With all images left out, restate the records below exactly as written.

Supplied material Block Start

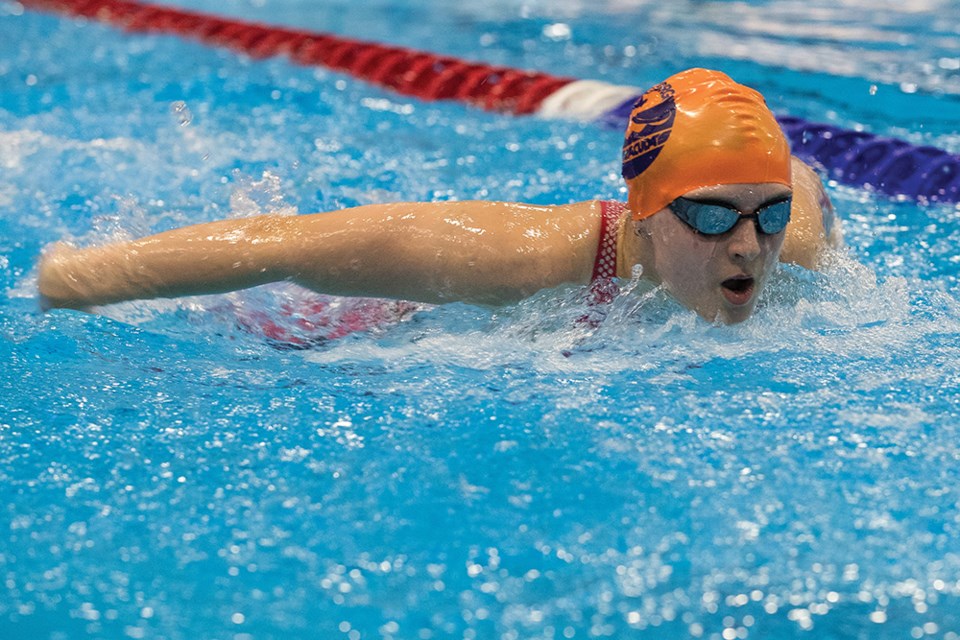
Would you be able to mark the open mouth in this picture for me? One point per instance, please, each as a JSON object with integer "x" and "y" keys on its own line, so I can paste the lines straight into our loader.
{"x": 738, "y": 290}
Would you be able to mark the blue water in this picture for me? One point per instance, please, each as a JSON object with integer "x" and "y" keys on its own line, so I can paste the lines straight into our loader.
{"x": 165, "y": 474}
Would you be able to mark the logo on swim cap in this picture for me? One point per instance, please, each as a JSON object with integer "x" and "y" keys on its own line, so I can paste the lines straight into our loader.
{"x": 650, "y": 125}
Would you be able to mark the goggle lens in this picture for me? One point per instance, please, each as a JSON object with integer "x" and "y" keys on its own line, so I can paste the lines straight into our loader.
{"x": 713, "y": 219}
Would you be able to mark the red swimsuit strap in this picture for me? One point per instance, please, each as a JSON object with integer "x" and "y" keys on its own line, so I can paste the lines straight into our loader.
{"x": 604, "y": 289}
{"x": 605, "y": 265}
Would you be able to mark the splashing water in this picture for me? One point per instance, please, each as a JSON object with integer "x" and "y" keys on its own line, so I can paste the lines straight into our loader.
{"x": 460, "y": 471}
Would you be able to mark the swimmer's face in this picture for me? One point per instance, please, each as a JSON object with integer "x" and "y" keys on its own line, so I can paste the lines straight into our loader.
{"x": 718, "y": 276}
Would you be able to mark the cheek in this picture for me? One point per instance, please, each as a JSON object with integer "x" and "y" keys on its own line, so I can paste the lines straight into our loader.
{"x": 684, "y": 259}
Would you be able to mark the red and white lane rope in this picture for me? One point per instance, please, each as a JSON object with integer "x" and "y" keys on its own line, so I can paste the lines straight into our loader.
{"x": 893, "y": 167}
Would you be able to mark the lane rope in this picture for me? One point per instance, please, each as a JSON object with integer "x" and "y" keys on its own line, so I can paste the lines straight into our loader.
{"x": 888, "y": 165}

Supplied material Block End

= Exercise result =
Would you be able to mark the open mouth in this picture for me? One point per instance, please, each as a JSON object with integer "x" and "y" keys on its own line, so I can paste the lines straight into our loader.
{"x": 738, "y": 290}
Would you be able to mark the blue water in this picture for me? One point per instance, please, each as a JSON object with integer "x" and "y" keys on its own line, so I can paste the lines straight into our loader.
{"x": 165, "y": 474}
Would you be able to mark the logo on swim cap in this picture for me? One point per instance, please, each as a JSON object with integer "x" and "y" keys on its own line, so I can paste the lines straight into our loader.
{"x": 650, "y": 125}
Would you be able to mark the goggle lens in this picture for me? One point per instance, please, each as a JSON object with integer "x" and "y" keys on its own line, so I can paste the lines straight into our loader.
{"x": 713, "y": 219}
Would you be able to mark the red swimsuit strap in this picture for me? One point per instance, please, each as a JSON object with integer "x" and "y" keys on its own line, so I can paste the lines straight into our loader.
{"x": 604, "y": 289}
{"x": 605, "y": 265}
Would you be able to mark the splashing water in this picture for me? One point per instance, please, each as a JSON object with integer "x" and "y" keys on its own line, so I can paste the lines straight into our loader.
{"x": 460, "y": 471}
Would you be able to mark the swimmer's face in this picture for me? One point per instance, please, each as a JSON object with integer "x" and "y" keys on its own line, so I can paste the lines straight into our loader.
{"x": 718, "y": 276}
Would you be able to mark the cheek in this picture for me? One point per instance, please, each as a JSON object with integer "x" and "y" keys on its own line, so I can paste the lines straight into our loader.
{"x": 684, "y": 259}
Would you be able to mark the red and white lane rope in this picture for me? One point per instance, please, each as a JSON object with integer "x" and "y" keys on its own line, so I can paste the lines straight into our loader.
{"x": 893, "y": 167}
Would you be able to mark the lane rope in this picture for me? One point per instance, please, each as a JSON object with integer "x" and "y" keys on its own line, so I can paste the lines straight into our loader.
{"x": 888, "y": 165}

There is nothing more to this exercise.